→ 課題 A:
次の(i)〜(iii)の記述が、須磨久善先生についての文章の内容と合っているかどうかを判断してください。それぞれ「はい」か「いいえ」で答え、決め手となる文章中の語句をそのまま引用してください。
(i) 須磨久善先生は41歳のとき、ベルギーのブリュッセルで公開手術を行った。
(ii) 筆者は、術者をアスリートにたとえることに違和感はないと述べている。
(iii) 筆者は、腹腔鏡下手術ではチームワークが大事だと述べている。
→ 課題 B:
須磨久善先生についての文章から、「専門ではないので、どのように」から「と言って感嘆していたそうだ。」までの部分を、両端の語句も含めて一字一句そのまま書き写してください。
→ 課題 C:
須磨久善先生についての文章の続きを、最後の文のあとから書き継いでください。

→ 本文:
この中で描かれている須磨久善先生の経歴をみると(多少の誇張もあるのかもしれないが)・・・すごい
・41歳でベルギーのブリュッセルで公開手術
・胃大網動脈を利用したバイパス手術
・日本初のバチスタ手術、そしてスマ手術への進化
などなど。

専門ではないので、どのように評価するべきなのかはよくわからないが、海堂尊氏に語る須磨久善先生のことばはたいへん興味ぶかい。一般の読者にはちょっとわかりにくいところもあるかもしれないが、医療関係者、とくに外科系医師にとっては共感するところが多いだろう。

例を挙げてみると、
『外科医とはアスリートのようなものです』p38
婦人科手術でも、術者のことを「アスリート」にたとえられることが多い。あるエキスパートの腹腔鏡下手術に立ち会った医療機器メーカーの人は「まるでアスリートですね。」と言って感嘆していたそうだ。

私は、手術中に自分がどのように見えるのかはわからないが、術者をアスリートとたとえるのにはちょっと違和感がある。手術はスポーツのように全力疾走したり全力投球したりするものではない。私の感覚ではどちらかというと「ダンスパフォーマンス」に近い。とくに腹腔鏡下手術はチームワークが大事で、術者と助手の質の高い連携はレベルの高い競技ダンスのように見えるのではないかと思っている。(それをアスリートと言うのかもしれないが)

→ 抽出資料:
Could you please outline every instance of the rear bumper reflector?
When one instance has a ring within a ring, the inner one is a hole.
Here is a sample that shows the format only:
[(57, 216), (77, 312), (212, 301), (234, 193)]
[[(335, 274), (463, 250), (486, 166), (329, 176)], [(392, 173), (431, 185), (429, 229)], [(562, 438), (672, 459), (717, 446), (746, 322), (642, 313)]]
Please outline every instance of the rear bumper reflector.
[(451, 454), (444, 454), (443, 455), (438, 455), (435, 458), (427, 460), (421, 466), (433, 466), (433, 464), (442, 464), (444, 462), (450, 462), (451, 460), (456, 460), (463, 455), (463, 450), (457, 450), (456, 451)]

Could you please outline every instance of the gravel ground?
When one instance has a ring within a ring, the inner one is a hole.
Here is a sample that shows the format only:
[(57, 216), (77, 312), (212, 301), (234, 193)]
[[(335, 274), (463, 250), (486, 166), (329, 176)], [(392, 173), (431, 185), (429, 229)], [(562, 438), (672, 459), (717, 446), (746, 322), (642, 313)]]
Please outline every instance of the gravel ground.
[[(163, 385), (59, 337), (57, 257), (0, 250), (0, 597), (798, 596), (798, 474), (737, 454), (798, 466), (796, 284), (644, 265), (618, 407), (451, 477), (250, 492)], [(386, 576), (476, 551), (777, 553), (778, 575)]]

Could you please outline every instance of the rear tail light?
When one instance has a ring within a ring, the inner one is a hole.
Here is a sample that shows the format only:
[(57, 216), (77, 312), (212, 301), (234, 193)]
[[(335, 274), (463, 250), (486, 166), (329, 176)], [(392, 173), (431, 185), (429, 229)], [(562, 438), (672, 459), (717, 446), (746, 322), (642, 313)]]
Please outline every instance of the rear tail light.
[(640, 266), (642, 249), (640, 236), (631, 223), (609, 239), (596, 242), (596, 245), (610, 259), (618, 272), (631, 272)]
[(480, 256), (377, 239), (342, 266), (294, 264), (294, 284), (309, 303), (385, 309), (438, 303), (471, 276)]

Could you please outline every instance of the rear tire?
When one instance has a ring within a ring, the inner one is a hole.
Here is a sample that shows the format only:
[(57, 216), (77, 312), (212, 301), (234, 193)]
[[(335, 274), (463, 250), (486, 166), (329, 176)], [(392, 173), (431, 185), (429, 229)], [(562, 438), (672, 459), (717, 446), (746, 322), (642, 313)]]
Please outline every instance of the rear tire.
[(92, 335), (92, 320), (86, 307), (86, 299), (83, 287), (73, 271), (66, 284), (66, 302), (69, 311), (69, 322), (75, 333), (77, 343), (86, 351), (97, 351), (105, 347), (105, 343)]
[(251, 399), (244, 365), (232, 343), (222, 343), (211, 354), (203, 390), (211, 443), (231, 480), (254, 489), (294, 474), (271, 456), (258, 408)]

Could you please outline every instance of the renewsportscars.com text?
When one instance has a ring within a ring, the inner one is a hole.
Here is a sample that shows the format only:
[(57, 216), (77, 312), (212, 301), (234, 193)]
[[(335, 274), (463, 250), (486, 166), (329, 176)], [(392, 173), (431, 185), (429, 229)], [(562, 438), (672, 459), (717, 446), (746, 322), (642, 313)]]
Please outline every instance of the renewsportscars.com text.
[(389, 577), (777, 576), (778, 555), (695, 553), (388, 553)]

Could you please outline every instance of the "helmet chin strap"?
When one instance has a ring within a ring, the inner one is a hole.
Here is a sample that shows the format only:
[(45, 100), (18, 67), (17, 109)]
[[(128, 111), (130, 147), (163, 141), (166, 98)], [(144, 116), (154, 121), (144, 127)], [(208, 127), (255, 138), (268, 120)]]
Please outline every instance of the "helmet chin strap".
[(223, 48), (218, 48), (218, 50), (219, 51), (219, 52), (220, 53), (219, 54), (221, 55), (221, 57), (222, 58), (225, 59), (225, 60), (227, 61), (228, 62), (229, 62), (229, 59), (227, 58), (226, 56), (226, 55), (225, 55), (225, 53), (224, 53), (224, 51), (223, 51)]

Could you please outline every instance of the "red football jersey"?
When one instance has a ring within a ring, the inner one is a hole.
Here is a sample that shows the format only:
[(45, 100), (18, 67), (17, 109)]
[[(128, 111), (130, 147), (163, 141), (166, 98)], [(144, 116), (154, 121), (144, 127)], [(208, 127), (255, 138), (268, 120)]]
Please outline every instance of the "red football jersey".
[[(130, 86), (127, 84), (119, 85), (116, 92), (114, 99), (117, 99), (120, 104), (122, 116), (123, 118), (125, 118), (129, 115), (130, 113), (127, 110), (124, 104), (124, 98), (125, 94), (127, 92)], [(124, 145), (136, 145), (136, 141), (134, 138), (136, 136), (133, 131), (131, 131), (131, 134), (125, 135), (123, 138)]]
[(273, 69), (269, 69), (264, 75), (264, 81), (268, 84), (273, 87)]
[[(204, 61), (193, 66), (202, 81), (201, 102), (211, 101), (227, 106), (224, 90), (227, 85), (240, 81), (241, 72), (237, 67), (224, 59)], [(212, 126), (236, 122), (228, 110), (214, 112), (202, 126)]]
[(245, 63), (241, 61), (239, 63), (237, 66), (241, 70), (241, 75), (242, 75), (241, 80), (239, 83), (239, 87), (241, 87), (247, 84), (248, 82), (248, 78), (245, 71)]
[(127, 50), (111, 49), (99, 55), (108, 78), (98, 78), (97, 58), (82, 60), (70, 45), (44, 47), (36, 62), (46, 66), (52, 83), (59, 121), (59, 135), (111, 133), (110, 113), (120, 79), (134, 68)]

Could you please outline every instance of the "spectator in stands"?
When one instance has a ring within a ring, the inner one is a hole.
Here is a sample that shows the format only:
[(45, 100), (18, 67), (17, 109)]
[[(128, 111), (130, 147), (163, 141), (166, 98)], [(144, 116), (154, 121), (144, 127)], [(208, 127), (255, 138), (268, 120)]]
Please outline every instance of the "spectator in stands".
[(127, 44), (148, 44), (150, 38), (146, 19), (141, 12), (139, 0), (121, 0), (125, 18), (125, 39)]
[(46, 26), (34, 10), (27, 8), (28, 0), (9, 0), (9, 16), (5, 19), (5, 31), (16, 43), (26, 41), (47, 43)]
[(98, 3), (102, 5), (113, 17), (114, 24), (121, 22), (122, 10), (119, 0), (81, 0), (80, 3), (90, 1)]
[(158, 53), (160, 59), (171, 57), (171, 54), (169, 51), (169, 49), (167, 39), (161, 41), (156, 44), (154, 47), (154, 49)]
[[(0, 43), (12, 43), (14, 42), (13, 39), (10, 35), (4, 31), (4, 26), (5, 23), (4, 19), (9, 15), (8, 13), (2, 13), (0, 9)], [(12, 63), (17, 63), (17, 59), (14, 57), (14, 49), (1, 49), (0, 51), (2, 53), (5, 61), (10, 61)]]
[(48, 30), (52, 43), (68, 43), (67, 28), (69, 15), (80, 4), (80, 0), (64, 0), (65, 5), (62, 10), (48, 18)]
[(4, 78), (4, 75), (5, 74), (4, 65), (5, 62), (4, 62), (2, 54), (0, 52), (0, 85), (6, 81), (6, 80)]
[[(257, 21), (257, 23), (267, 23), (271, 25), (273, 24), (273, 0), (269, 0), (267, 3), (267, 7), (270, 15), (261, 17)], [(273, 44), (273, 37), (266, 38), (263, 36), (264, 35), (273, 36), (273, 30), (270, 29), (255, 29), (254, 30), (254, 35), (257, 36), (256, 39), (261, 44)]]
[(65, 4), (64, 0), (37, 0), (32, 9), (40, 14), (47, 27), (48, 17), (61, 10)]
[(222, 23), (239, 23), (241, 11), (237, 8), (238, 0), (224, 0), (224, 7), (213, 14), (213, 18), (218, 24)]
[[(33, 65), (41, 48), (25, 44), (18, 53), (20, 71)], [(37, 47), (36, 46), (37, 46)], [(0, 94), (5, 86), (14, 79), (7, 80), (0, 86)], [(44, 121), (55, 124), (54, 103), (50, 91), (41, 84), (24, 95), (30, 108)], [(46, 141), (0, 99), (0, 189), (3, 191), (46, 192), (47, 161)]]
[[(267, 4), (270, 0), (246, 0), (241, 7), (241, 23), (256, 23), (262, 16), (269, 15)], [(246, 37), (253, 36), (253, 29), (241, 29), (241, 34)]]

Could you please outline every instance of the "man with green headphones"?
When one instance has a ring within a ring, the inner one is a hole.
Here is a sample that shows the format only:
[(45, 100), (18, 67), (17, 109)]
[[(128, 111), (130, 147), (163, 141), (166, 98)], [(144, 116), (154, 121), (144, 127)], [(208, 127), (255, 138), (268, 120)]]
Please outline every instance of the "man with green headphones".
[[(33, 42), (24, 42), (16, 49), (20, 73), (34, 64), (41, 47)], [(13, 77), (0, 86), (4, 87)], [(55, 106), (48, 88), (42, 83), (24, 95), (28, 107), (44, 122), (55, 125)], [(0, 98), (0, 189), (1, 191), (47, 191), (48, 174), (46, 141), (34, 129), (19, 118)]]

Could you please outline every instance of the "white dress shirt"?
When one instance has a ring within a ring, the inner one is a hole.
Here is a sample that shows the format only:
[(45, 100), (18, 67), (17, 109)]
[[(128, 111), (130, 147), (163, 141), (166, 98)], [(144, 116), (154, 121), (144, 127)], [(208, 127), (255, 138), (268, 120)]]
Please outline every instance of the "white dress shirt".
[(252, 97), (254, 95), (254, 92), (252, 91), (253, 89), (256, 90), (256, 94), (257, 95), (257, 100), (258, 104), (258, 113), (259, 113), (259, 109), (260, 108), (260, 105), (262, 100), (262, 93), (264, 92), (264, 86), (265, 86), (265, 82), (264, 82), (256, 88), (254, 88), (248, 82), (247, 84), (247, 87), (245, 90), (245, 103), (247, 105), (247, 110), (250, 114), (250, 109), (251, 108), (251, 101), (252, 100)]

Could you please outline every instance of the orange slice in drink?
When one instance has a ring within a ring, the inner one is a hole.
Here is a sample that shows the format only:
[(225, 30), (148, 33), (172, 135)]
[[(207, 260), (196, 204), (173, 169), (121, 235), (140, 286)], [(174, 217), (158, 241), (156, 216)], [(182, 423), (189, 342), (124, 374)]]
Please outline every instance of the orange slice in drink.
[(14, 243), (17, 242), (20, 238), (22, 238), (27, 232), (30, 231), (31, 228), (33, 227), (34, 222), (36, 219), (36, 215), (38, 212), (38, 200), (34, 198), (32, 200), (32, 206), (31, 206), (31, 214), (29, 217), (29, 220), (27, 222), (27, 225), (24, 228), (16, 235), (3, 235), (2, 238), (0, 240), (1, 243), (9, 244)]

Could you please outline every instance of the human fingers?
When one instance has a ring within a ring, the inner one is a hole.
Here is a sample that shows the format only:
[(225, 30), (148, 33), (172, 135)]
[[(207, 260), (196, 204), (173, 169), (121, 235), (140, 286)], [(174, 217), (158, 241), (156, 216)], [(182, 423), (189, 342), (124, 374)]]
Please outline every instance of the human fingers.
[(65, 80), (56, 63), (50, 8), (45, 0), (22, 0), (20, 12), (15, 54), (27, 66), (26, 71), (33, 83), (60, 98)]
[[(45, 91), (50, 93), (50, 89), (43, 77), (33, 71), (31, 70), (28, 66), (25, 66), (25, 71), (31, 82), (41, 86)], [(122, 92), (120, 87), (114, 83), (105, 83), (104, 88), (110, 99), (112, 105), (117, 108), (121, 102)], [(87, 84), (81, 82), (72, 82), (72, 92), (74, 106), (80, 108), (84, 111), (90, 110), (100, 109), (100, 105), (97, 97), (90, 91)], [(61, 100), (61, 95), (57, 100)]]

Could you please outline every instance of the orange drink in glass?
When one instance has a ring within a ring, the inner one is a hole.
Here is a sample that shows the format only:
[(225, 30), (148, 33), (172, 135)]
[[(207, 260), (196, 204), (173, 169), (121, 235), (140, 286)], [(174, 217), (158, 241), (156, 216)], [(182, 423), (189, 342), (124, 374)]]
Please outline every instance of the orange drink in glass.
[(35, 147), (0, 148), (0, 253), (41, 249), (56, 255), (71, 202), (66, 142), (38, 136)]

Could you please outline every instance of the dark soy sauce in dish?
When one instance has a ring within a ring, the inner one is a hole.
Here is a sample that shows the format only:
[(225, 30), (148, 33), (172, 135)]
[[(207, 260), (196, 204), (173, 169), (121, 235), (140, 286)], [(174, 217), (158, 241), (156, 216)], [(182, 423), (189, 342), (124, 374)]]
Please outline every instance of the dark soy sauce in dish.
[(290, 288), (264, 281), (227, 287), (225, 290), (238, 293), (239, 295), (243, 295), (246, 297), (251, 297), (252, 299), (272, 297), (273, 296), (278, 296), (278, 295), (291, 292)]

→ 解答 A:
(i) はい:「41歳でベルギーのブリュッセルで公開手術」
(ii) いいえ:「術者をアスリートとたとえるのにはちょっと違和感がある」
(iii) はい:「とくに腹腔鏡下手術はチームワークが大事で」

→ 解答 B:
専門ではないので、どのように評価するべきなのかはよくわからないが、海堂尊氏に語る須磨久善先生のことばはたいへん興味ぶかい。一般の読者にはちょっとわかりにくいところもあるかもしれないが、医療関係者、とくに外科系医師にとっては共感するところが多いだろう。

例を挙げてみると、
『外科医とはアスリートのようなものです』p38
婦人科手術でも、術者のことを「アスリート」にたとえられることが多い。あるエキスパートの腹腔鏡下手術に立ち会った医療機器メーカーの人は「まるでアスリートですね。」と言って感嘆していたそうだ。

→ 解答 C:
『まずはイメージを掴むことです。』p98
(外科手術の教育のための肝は何でしょうか?という質問に答えて)『イマジネーション、でしょうね。すべての手術は、想像するところから始めるべきです。(後略)』p199

この言葉だけでは意味はわかりにくいかもしれない。多くの術者は、解剖とか術式を手術書を読んだりや実際の手術を観たり、助手をつとめて学ぶ。手術書に書かれてあることは、あくまで言葉であり、イラストや写真はあくまで平面的である。また、腹腔鏡下手術で見えるのも平面的なモニター画面である。つまり、平面的なもののみを見て、いかに立体構造を把握できるか?(開腹手術なら立体的に見えるはずと思うかもしれないが、術者が立体的な解釈ができているかどうかは別だ。)

そして、さらに立体的構造を把握できるように、臓器を触れるかどうか?(つまり、触知、展開、切開、剥離、縫合結紮の過程において、いかに立体構造のイメージをふくらませていけるかどうか?)

観て味わい、触って味わい、手を加えながら味わえるか?つまり、身体と脳のすべてを駆使してイメージを掴むこと。
どこまで精細に正確にイマジネーションできるかが、手術のすべてではないかと思う。

それができなければ、イマジネーションは、ただの妄想でしかない。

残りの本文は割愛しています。